Tasks and exercises.
1) In the article about the ambulance wait, at what time did the ambulance reach Robert Brown?
2) Continue the article about the ambulance wait from its last sentence.

The Welsh Ambulance Service has apologised to the family of a Powys man who waited eight hours for an ambulance after suffering a stroke.

On May 15, Robert Brown's family phoned for an ambulance after he fell over and began showing signs of a stroke.

The family live in Montgomery, with other members arriving at the scene to sit with Robert and help the situation in whatever way they could.

But having phoned early in the afternoon, his family then waited until 7.30pm for an ambulance to arrive, an ordeal that his brother Frank described as “emotionally distressing”.

Sonia Thompson, the Welsh Ambulance Service’s Assistant Director of Operations for the Emergency Medical Services, said “We would like to apologise to Mr Brown for an unacceptable wait for help.

“This is not the service we aim to provide, and we recognise how distressing it is for patients and their loved ones when they face a long wait.”

NHS advice stresses the importance of a quick response time, emphasising that the sooner someone who is having a stroke receives medical attention, the better their chances of a good recovery.

Robert is now in an intensive care unit being monitored while doctors plan to treat a bleed on the brain.

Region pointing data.
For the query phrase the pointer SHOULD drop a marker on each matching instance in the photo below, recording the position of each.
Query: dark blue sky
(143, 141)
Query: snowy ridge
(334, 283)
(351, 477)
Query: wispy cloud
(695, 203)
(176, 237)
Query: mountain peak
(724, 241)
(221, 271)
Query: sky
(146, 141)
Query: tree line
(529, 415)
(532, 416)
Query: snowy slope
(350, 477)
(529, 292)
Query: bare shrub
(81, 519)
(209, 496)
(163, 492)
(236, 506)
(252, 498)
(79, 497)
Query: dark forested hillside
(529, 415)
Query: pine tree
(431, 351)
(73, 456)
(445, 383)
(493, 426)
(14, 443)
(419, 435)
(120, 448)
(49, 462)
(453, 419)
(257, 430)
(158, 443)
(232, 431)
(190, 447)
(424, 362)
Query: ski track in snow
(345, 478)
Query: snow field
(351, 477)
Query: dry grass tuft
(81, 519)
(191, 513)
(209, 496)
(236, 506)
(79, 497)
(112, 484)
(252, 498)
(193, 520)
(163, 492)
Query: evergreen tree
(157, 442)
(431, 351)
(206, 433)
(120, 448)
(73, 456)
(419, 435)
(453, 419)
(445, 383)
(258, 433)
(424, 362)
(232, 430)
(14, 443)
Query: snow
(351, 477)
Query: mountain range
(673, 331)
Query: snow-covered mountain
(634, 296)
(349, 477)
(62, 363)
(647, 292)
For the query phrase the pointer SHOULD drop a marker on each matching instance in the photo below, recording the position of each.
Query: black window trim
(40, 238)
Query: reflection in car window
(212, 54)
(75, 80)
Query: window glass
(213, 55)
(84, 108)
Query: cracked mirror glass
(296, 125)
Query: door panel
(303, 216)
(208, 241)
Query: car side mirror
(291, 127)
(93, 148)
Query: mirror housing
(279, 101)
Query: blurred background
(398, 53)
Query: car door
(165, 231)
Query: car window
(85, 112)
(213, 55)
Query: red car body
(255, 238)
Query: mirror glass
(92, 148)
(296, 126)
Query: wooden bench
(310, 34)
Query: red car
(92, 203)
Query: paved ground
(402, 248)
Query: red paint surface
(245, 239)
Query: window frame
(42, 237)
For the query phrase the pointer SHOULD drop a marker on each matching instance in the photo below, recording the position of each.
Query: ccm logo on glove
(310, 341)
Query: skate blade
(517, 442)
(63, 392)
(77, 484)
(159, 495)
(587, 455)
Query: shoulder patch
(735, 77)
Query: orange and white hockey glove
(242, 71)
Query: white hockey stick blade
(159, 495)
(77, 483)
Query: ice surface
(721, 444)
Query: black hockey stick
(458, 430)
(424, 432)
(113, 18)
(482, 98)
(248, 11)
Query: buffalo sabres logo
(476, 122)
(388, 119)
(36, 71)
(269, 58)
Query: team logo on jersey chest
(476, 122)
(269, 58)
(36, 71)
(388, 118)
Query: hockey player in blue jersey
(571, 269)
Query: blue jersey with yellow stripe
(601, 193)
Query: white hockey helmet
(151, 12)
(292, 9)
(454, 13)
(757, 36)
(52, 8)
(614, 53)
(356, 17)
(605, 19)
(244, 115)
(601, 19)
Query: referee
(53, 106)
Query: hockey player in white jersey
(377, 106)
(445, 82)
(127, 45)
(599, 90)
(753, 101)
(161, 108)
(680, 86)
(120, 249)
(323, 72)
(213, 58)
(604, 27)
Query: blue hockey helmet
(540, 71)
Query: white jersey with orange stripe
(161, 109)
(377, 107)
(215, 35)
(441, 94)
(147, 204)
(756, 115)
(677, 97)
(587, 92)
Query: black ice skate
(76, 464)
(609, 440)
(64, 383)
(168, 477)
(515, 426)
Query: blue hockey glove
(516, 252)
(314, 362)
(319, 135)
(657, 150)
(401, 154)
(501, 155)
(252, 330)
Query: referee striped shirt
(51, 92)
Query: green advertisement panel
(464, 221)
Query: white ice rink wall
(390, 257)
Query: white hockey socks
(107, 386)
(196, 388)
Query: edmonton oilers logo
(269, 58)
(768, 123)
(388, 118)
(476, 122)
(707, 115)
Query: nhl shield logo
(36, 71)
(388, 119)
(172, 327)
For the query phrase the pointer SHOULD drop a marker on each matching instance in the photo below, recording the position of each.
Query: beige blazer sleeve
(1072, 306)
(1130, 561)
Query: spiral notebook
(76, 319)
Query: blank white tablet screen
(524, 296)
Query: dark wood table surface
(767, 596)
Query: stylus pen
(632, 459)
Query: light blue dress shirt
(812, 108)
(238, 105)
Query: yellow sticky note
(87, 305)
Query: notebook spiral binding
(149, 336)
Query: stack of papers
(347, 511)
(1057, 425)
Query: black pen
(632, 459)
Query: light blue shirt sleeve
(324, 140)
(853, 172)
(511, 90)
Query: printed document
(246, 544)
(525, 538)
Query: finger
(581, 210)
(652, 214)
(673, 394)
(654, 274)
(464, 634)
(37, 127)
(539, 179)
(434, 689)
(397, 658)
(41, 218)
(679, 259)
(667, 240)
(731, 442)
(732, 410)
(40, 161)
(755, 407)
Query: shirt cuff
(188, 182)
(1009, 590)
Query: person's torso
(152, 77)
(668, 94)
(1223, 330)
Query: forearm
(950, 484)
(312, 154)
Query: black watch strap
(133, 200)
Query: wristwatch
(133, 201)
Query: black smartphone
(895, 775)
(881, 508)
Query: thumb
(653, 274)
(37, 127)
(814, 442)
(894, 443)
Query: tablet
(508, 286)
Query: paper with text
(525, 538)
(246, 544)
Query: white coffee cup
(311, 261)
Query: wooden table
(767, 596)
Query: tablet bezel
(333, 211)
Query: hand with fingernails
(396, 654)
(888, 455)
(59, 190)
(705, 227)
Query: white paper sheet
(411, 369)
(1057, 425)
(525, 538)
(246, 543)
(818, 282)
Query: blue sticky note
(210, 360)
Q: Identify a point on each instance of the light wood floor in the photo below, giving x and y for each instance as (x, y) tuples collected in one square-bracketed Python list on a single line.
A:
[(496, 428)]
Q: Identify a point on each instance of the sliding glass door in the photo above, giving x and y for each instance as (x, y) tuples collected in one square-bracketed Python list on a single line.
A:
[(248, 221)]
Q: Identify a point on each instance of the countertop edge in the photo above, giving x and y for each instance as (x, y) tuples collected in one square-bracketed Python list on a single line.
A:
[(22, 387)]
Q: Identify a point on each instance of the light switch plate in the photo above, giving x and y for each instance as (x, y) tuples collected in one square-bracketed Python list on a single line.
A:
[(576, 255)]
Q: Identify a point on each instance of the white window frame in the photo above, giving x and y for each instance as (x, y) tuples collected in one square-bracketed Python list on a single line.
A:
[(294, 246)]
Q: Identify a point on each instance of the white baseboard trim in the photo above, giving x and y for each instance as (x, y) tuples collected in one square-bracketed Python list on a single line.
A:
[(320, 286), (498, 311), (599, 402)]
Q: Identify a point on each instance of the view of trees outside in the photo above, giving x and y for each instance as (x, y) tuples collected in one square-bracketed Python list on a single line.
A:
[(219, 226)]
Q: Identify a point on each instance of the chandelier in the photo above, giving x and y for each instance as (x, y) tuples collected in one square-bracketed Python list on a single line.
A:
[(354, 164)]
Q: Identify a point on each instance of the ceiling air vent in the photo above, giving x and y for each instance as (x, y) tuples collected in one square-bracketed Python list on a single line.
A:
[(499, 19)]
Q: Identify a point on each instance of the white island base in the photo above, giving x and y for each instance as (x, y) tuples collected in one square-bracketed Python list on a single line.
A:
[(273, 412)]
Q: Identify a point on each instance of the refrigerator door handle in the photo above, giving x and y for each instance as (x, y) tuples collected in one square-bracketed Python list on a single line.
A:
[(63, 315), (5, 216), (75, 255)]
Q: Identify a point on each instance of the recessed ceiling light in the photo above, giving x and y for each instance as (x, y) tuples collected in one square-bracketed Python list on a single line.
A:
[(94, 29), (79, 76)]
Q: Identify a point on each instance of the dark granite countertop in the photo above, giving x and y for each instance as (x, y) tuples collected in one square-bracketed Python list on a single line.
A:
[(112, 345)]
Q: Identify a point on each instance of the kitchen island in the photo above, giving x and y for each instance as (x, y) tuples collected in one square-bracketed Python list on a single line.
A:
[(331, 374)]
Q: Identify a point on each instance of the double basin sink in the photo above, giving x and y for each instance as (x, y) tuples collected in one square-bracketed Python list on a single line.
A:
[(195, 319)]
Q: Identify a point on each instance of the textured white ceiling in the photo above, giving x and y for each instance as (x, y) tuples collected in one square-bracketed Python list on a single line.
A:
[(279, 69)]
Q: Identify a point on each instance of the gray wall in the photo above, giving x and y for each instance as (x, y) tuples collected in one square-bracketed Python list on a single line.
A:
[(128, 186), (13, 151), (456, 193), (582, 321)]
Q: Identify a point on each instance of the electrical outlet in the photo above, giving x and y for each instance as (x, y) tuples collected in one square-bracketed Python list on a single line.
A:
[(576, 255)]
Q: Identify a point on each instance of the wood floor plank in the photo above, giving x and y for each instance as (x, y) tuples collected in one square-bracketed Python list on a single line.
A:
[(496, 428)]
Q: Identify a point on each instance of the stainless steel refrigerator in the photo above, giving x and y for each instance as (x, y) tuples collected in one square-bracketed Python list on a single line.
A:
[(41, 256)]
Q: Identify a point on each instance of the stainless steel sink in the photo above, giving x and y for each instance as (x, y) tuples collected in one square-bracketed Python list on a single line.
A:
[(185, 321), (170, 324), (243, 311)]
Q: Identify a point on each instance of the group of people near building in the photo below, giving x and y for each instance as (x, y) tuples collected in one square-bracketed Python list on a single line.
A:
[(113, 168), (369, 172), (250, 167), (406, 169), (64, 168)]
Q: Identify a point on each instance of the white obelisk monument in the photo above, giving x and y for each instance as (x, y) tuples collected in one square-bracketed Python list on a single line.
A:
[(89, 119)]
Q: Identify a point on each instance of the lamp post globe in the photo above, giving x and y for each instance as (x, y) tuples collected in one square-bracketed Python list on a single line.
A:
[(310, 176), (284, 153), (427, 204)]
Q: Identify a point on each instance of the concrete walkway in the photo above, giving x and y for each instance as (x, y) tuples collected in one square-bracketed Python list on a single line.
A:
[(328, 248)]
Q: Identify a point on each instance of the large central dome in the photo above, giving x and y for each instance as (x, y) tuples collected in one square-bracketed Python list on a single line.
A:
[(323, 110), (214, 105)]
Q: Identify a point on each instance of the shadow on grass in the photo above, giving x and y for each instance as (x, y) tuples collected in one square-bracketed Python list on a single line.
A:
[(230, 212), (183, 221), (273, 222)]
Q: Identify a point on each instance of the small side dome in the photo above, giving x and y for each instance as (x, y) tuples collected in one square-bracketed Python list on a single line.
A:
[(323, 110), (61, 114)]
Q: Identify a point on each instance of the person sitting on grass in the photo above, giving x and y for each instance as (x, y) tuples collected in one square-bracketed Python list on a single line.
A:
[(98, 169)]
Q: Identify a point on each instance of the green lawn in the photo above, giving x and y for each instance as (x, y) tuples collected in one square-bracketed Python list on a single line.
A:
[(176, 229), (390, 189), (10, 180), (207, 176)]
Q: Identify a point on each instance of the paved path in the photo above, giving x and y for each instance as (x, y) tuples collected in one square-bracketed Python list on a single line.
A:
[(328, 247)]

Per-task outputs.
1) At 7.30pm.

2)
“Poor ambulance response times are a symptom of the pressures across the entire health and social care system," Ms Thompson added. "Our ability to get to patients quickly has been significantly hampered in recent months, and we’re sorry to all those patients who have had a poor experience, of which Mr Brown was one.

“We’re continuing to work with partners to find solutions to the complex and long-standing issues affecting the entire unscheduled care system.

“The public can help by only calling 999 in a serious or life-threatening emergency, for everything else, the NHS 111 Wales symptom checkers are the best source of health information and advice.”

“We would invite Mr Brown’s family to contact the Trust directly so that we can better understand their concerns and look into what happened in more detail.”